**WORK INSTRUCTION A:**
In the account of the industry-sponsored congress dinner, how long did the lecture overrun?
**WORK INSTRUCTION B:**
Continue the account of the industry-sponsored congress dinner from its last sentence.

**SELECTED EXTRACT:**
This was 125 years ago, however, and since then strict salt limitations have come in force around most of the developed world and this ruse would be very difficult to carry out. But free lunches still exist. Even free dinners. In fact, one of the joys of attending congress is to attend an industry sponsored dinner every evening. There is fun to be had in comparing dinners: who has the best venue, who has the most interesting talk, who has the biggest budget. And, of course, with the ABPI regulations in place, we can be very confident that no underhand tricks can take place, so we can relax. Besides, we are all professionals and are totally incorruptible anyhow, whatever anyone says. So by and large the dinners are pointless from the point of view of the industry. Aren’t they?

So during congress this year I met an old Nigerian friend who now works in Manchester so I rarely bump into her; as well as several other colleagues who had signed up to have dinner with a Japanese pharmaceutical company. The industry representative seemed most keen that I join them and some important international glaucomatous figures were present so I thought I would attend too. For the lecture. Obviously.

It was nice to catch up. We chatted as we followed a line of fellow ophthalmologists, like sheep, out of the ACC in Liverpool into a waiting coach, which then took off along the dockside road. We had been chatting for a while before I suddenly noticed we were passing warehouses and were by now some distance away from the ACC and my accommodation. I was not alone in realising this, but just as a consensus was starting to grow on the bus that we had travelled beyond walking distance back to the convention centre the bus pulled into a high walled warehouse conversion and let us all off. We were told there would be taxis to take us back afterwards. The venue was nice, with dramatic stairs in the style of the Titanic ascending from the lobby to the lecture hall. Food was also nice, and the lecture was okay too. There was a bit about the history of the company and the guest speaker spoke about the human touch in ophthalmology. I don’t think anybody learnt anything new, but it was not a boring talk. The lecture overran by 20 minutes and, as my friend had to get back to Manchester she quietly left at the time the lecture was meant to finish, as did a few others, but I dutifully stayed until the end.

**SUPPLIED MATERIAL:**
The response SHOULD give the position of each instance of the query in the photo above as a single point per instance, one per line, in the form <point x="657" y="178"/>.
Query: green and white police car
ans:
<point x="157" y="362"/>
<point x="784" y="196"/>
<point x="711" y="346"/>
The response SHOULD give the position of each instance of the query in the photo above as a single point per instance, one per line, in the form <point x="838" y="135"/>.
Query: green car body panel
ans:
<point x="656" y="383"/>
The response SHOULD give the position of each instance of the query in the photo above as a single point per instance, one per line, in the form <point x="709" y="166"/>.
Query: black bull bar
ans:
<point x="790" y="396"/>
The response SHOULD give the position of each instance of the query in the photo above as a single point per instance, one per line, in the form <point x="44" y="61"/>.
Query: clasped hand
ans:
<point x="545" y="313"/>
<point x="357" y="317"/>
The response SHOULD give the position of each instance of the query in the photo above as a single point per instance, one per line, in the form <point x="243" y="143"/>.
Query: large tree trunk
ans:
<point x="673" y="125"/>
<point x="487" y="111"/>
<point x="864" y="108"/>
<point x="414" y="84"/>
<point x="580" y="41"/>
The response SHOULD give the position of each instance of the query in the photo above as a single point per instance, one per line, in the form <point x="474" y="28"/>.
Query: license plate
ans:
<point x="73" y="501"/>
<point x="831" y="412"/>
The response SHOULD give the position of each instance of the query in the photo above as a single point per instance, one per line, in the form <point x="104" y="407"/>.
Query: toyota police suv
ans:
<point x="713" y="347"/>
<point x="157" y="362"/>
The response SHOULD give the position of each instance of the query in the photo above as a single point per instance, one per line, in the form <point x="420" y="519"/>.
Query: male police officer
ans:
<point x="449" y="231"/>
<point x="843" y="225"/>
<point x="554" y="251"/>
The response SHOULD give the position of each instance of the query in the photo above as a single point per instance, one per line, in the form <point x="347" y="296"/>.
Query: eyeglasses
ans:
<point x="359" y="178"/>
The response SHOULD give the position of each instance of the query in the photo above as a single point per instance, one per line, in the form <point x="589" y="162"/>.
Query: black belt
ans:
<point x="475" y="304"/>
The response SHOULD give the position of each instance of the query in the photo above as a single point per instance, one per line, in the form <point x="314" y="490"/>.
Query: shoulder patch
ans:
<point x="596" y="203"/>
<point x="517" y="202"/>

**ANSWER AREA A:**
By 20 minutes.

**ANSWER AREA B:**
“If we are so incorruptible that the free dinners do not make us more likely to prescribe, how can the reverse be true?”

Imagine my surprise then at seeing my friend still sat in the back of a taxi after I finally made it out at the end. She did not look too pleased neither. “The taxi man refuses to move!” she complained. “He says the reps haven’t signed off the fare yet.”

As soon as some representatives came within earshot she angrily called one over to her. I waited patiently for another cab to arrive along with a growing throng of ophthalmologists, when suddenly my friend gets out of the taxi and slams the door. “They’re not paying to take us back!” she squealed. A murmur ran through the crowd. Another ophthalmologist called over a drug rep and was evidently told the same thing. The crowd was distressed. Others decided to make their own enquiries and once it became clear that in fact we were not to be taken back, I decided to start walking. This was mainly as I had not brought a wallet with me, this being an irregular thing to happen, and surprisingly I found myself leading a group of us back to Albert Dock utilising a map given to me at the Premier Inn.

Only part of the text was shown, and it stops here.